Source:
========================================================================

AIP : Quels sont vos projets dans un futur proche ?
Prof Dahigo A. : Dans l’immédiat, notre priorité pour 2022 ce sont des actions de réconciliation, notamment la réconciliation entre les populations de Djokolilié, en palabre autour du nom du village. Certains ne veulent pas du nom Djokolilié, les autres ne veulent non plus du nom Djôkô. La seconde action de réconciliation est celle entre le village de Dékédou et le village de Guekoko. La troisième action c’est de commencer la formation de la jeunesse, et faire en sorte qu’avec les mutuelles, chaque année, nous ayons des jeunes qui intègrent les passerelles. Ensuite susciter des projets avec la création de coopératives, comme celle qui a démarré à Dagodou avec l’élevage d’escargots. Il y aura avec l’ANADER, la formation pour la culture hors sol. Notre objectif est d’enlever les jeunes gens dans la galère.
AIP : Le constat pour tout visiteur dans ce canton, vous l’avez souligné, c’est l’état de dégradation avancée des pistes, alors qu’il est souligné que la route précède le développement. Quelles sont vos actions pour désenclaver le canton Dieko ?

========================================================================

Entrées de pointage et d'étiquetage:
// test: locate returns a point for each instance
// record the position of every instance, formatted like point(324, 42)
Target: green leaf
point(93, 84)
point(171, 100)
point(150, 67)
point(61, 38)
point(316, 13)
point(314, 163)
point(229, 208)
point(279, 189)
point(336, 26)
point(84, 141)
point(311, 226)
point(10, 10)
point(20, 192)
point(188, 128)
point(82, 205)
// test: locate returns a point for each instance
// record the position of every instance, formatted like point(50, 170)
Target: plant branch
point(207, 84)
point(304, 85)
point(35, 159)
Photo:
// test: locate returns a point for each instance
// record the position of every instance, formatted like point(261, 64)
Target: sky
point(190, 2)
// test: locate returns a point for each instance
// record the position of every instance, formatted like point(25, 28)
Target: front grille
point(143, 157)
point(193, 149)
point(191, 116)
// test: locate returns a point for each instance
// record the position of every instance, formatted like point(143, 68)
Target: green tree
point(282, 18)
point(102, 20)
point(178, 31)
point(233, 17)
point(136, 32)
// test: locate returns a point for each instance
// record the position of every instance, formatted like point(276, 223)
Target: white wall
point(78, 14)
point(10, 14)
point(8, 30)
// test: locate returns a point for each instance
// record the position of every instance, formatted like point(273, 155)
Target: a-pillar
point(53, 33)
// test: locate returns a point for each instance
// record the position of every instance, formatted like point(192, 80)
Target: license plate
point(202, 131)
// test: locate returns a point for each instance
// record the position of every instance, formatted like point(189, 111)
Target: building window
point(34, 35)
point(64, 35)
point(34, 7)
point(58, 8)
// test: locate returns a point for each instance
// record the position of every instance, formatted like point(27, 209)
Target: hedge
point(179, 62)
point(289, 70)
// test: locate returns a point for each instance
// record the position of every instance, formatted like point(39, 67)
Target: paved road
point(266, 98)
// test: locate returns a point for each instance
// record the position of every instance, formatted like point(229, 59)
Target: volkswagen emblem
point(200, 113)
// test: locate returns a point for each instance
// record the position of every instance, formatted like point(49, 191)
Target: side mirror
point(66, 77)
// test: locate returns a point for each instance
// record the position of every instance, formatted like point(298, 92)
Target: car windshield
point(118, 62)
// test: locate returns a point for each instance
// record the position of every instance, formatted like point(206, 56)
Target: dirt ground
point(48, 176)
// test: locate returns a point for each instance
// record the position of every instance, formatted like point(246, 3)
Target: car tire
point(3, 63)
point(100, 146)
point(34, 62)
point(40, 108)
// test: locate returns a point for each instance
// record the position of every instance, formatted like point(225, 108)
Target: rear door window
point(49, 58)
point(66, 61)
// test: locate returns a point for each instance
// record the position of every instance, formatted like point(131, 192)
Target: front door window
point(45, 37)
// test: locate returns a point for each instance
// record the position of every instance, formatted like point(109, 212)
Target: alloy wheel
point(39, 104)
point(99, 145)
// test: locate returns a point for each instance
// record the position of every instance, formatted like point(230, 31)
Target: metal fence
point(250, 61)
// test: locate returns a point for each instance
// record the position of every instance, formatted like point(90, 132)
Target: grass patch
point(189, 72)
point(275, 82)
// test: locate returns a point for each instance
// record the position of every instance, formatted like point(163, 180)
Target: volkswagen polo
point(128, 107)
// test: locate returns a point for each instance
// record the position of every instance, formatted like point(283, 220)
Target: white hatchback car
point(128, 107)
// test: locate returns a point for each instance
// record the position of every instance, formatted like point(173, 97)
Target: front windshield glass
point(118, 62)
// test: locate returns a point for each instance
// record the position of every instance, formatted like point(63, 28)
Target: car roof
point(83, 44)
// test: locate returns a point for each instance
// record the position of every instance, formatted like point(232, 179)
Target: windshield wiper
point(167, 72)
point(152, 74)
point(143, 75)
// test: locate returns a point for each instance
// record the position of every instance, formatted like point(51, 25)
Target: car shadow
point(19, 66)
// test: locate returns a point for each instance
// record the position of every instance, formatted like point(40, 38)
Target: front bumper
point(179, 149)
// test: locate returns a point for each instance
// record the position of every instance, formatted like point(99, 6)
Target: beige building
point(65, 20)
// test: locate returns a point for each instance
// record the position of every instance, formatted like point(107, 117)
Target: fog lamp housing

========================================================================

Liste des tâches:
**1)** Reproduis mot pour mot le passage de l'entretien qui commence à "AIP : Quels" et se termine à "dans la galère.".
**2)** Reprends la liste depuis son tout début jusqu'à la ligne contenant "point(136, 32)" comprise, en remplaçant "plant branch" par "tree branch" sans rien changer d'autre. Donne seulement ces lignes.

Réponses par tâche:
**1)**
AIP : Quels sont vos projets dans un futur proche ?
Prof Dahigo A. : Dans l’immédiat, notre priorité pour 2022 ce sont des actions de réconciliation, notamment la réconciliation entre les populations de Djokolilié, en palabre autour du nom du village. Certains ne veulent pas du nom Djokolilié, les autres ne veulent non plus du nom Djôkô. La seconde action de réconciliation est celle entre le village de Dékédou et le village de Guekoko. La troisième action c’est de commencer la formation de la jeunesse, et faire en sorte qu’avec les mutuelles, chaque année, nous ayons des jeunes qui intègrent les passerelles. Ensuite susciter des projets avec la création de coopératives, comme celle qui a démarré à Dagodou avec l’élevage d’escargots. Il y aura avec l’ANADER, la formation pour la culture hors sol. Notre objectif est d’enlever les jeunes gens dans la galère.

**2)**
// test: locate returns a point for each instance
// record the position of every instance, formatted like point(324, 42)
Target: green leaf
point(93, 84)
point(171, 100)
point(150, 67)
point(61, 38)
point(316, 13)
point(314, 163)
point(229, 208)
point(279, 189)
point(336, 26)
point(84, 141)
point(311, 226)
point(10, 10)
point(20, 192)
point(188, 128)
point(82, 205)
// test: locate returns a point for each instance
// record the position of every instance, formatted like point(50, 170)
Target: tree branch
point(207, 84)
point(304, 85)
point(35, 159)
Photo:
// test: locate returns a point for each instance
// record the position of every instance, formatted like point(261, 64)
Target: sky
point(190, 2)
// test: locate returns a point for each instance
// record the position of every instance, formatted like point(25, 28)
Target: front grille
point(143, 157)
point(193, 149)
point(191, 116)
// test: locate returns a point for each instance
// record the position of every instance, formatted like point(143, 68)
Target: green tree
point(282, 18)
point(102, 20)
point(178, 31)
point(233, 17)
point(136, 32)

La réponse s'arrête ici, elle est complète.